▶ **Reading passage**:

Gonzalez Arroyo moved in limine to exclude Dr. Washington's testimony arguing that such testimony is unreliable, unduly prejudicial, and improperly vouches for the credibility of the complaining witness. In the event the court was inclined to admit the testimony, Gonzalez Arroyo argued it should be limited to "CSAAS syndrome attributes and to dispelling purported myths about victim behavior." Gonzalez Arroyo also argued that Dr. Washington should not be allowed to testify that a "typical molester [is] someone well known to the victim."
The trial court ruled that it would admit the evidence, subject to the limitations identified by the prosecutor. The prosecutor reiterated that, because the defense intended to call character witnesses who would give their opinion about whether Gonzalez Arroyo was the kind of person who could be a child molester, he intended to have Dr. Washington testify that "there is no profile that joins all the types of people that commit these kinds of acts." Defense counsel made no further argument on that issue. The trial court also noted that the parties had jointly drafted a jury instruction on the matter.
2. Applicable law and standard of review
Expert opinion testimony is admissible when the subject matter is "beyond common experience" and the opinion would assist the trier of fact. (Evid. Code, § 801, subd. (a).)" 'When expert opinion is offered, much must be left to the trial court's discretion.' [Citation.] The trial court has broad discretion in deciding whether to admit or exclude expert testimony [citation], and its decision as to whether expert testimony meets the standard for admissibility is subject to review for abuse of discretion. [Citations.]" (People v. McDowell (2012) 54 Cal.4th 395, 426.)

▶ **Written exercise**: Transcribe the passage on the expert testimony ruling word for word, starting at the words "2. Applicable law" and ending after the words "Cal.4th 395, 426.)".

▶ **Data provided**:
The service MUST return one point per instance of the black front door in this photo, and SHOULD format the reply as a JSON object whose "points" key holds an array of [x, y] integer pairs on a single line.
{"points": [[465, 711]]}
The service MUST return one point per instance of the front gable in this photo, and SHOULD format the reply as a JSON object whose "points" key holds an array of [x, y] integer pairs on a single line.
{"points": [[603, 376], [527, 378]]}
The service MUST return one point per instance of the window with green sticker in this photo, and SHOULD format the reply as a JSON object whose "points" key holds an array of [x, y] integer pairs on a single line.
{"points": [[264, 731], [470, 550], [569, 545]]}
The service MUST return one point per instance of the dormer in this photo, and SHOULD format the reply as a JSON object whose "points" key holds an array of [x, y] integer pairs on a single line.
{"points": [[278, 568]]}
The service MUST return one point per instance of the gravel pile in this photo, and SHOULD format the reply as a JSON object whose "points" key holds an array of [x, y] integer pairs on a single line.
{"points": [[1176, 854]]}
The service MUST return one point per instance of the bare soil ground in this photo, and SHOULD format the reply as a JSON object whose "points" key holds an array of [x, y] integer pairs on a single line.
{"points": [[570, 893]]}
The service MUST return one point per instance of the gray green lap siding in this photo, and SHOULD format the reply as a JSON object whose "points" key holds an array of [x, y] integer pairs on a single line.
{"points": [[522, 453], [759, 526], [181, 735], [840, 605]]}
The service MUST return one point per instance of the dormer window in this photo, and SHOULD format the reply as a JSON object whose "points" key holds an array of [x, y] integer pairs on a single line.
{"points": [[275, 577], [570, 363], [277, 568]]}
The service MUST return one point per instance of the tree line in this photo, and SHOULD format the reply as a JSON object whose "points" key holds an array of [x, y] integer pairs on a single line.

▶ **Written response**:
2. Applicable law and standard of review
Expert opinion testimony is admissible when the subject matter is "beyond common experience" and the opinion would assist the trier of fact. (Evid. Code, § 801, subd. (a).)" 'When expert opinion is offered, much must be left to the trial court's discretion.' [Citation.] The trial court has broad discretion in deciding whether to admit or exclude expert testimony [citation], and its decision as to whether expert testimony meets the standard for admissibility is subject to review for abuse of discretion. [Citations.]" (People v. McDowell (2012) 54 Cal.4th 395, 426.)